● **Work instructions**:
A – In the court judgment, copy the passage between "(b) made vexatious" and "a Chancery judge.", inclusive.
B – According to the court judgment, on what date was the interim order made by consent?

● **Extracted text**:
=-=-=-=-=

As Approved by the Court

Crown Copyright ©

 

 

 

Lord Justice Pill:

1. This is an application, made with appropriate authority, under section 42(1) of the Supreme Court Act 1981. A civil proceedings order is sought against Ian Richard Flack (“the respondent”).

2. Section 42(1) provides that the court may make such an order if it is satisfied that the respondent has:

“… habitually and persistently and without any reasonable ground —

(a) instituted vexatious proceedings, whether in the High Court or any inferior court, and whether against the same person or against different persons; or

(b) made vexatious applications in any civil proceedings whether in the High Court or any inferior court, and whether instituted by him or another; …”

An interim order was made by consent on 11 May 2000. The respondent was to take no further steps in proceedings without the consent of a Chancery judge.

=-=-=-=-=

● **Listing**:

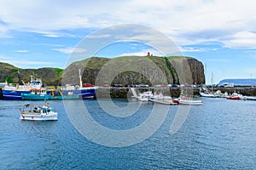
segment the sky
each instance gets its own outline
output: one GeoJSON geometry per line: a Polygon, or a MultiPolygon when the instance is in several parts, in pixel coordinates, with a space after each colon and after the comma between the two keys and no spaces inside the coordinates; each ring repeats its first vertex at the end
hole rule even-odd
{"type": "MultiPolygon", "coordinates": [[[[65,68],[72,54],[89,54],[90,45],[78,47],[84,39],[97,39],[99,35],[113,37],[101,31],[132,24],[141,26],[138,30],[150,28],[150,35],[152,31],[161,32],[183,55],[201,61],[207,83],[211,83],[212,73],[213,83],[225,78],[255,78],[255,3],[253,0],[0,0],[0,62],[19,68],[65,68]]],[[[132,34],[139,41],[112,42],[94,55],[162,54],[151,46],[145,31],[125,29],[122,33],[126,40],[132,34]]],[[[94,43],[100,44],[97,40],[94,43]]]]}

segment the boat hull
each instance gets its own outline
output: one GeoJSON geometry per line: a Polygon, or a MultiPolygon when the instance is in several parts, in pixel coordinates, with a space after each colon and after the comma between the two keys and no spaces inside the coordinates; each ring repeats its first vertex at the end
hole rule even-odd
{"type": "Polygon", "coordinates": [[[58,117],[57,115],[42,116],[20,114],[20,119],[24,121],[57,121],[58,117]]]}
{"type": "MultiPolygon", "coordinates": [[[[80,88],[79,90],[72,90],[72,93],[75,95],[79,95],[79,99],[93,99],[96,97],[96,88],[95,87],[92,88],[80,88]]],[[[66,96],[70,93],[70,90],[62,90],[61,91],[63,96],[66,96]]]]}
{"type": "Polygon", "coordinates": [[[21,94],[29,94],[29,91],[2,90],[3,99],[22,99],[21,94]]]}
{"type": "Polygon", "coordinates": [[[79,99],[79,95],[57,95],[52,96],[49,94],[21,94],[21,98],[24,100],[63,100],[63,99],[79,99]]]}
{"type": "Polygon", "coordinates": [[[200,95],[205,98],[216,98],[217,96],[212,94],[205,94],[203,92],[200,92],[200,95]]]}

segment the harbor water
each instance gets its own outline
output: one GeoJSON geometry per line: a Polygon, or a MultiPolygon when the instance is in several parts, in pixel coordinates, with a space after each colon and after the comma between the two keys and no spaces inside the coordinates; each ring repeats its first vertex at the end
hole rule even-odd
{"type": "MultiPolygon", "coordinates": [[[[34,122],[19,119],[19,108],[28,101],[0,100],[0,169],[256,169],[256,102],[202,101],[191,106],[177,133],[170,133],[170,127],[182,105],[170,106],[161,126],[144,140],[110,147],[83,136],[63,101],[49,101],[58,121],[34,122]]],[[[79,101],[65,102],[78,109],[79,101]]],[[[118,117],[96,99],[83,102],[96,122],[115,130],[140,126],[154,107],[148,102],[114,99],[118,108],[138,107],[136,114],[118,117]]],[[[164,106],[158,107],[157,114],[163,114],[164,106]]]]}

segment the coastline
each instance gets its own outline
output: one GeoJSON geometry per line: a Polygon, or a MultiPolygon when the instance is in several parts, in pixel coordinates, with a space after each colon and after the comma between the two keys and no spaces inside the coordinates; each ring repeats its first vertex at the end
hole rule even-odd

=-=-=-=-=

● **Outputs**:
A –
(b) made vexatious applications in any civil proceedings whether in the High Court or any inferior court, and whether instituted by him or another; …”

An interim order was made by consent on 11 May 2000. The respondent was to take no further steps in proceedings without the consent of a Chancery judge.

B – 11 May 2000